| DIRECTIONS |
Using the word "wheel" as the filter, copy each matching line from the records.

---- DATA FOR REVIEW

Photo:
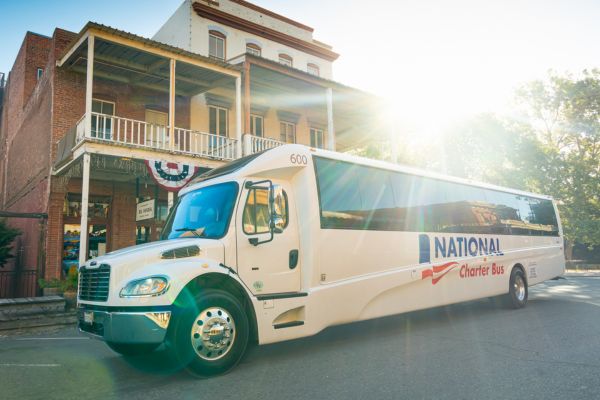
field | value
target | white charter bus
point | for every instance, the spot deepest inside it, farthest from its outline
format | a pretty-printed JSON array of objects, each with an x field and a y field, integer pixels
[{"x": 284, "y": 243}]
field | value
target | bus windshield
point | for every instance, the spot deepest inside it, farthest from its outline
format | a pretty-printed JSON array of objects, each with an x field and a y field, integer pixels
[{"x": 204, "y": 213}]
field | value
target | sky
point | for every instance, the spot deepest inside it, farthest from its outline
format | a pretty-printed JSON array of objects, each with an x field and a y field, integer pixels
[{"x": 434, "y": 61}]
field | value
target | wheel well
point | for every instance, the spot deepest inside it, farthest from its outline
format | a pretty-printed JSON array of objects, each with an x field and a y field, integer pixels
[
  {"x": 519, "y": 266},
  {"x": 227, "y": 284}
]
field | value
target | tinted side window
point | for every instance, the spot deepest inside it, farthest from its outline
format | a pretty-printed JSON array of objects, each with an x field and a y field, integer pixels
[
  {"x": 377, "y": 198},
  {"x": 358, "y": 197},
  {"x": 255, "y": 218},
  {"x": 341, "y": 205}
]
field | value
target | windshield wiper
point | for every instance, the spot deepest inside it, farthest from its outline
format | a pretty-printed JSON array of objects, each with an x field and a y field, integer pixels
[{"x": 194, "y": 231}]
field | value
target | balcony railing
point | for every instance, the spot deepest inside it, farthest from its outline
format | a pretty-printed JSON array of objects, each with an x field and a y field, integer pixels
[
  {"x": 255, "y": 144},
  {"x": 119, "y": 130}
]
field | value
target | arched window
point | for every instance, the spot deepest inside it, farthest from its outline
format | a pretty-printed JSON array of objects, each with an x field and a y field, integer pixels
[
  {"x": 286, "y": 60},
  {"x": 312, "y": 69},
  {"x": 253, "y": 49},
  {"x": 216, "y": 45}
]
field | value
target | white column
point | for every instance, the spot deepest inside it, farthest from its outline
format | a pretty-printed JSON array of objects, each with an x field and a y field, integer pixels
[
  {"x": 394, "y": 142},
  {"x": 238, "y": 116},
  {"x": 172, "y": 105},
  {"x": 85, "y": 191},
  {"x": 330, "y": 127},
  {"x": 89, "y": 87}
]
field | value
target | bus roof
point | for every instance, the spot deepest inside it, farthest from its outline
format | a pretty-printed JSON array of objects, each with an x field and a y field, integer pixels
[{"x": 279, "y": 157}]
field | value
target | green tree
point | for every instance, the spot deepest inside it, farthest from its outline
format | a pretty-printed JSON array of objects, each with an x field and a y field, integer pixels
[
  {"x": 564, "y": 111},
  {"x": 7, "y": 236}
]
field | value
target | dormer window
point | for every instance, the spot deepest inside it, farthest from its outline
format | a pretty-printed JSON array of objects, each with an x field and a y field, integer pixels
[
  {"x": 253, "y": 49},
  {"x": 216, "y": 45},
  {"x": 312, "y": 69},
  {"x": 286, "y": 60}
]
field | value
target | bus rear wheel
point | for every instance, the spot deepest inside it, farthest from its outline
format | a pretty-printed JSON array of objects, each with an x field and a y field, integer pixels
[
  {"x": 210, "y": 336},
  {"x": 517, "y": 289}
]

--------

| TASK RESULT |
target | wheel well
target | bus rear wheel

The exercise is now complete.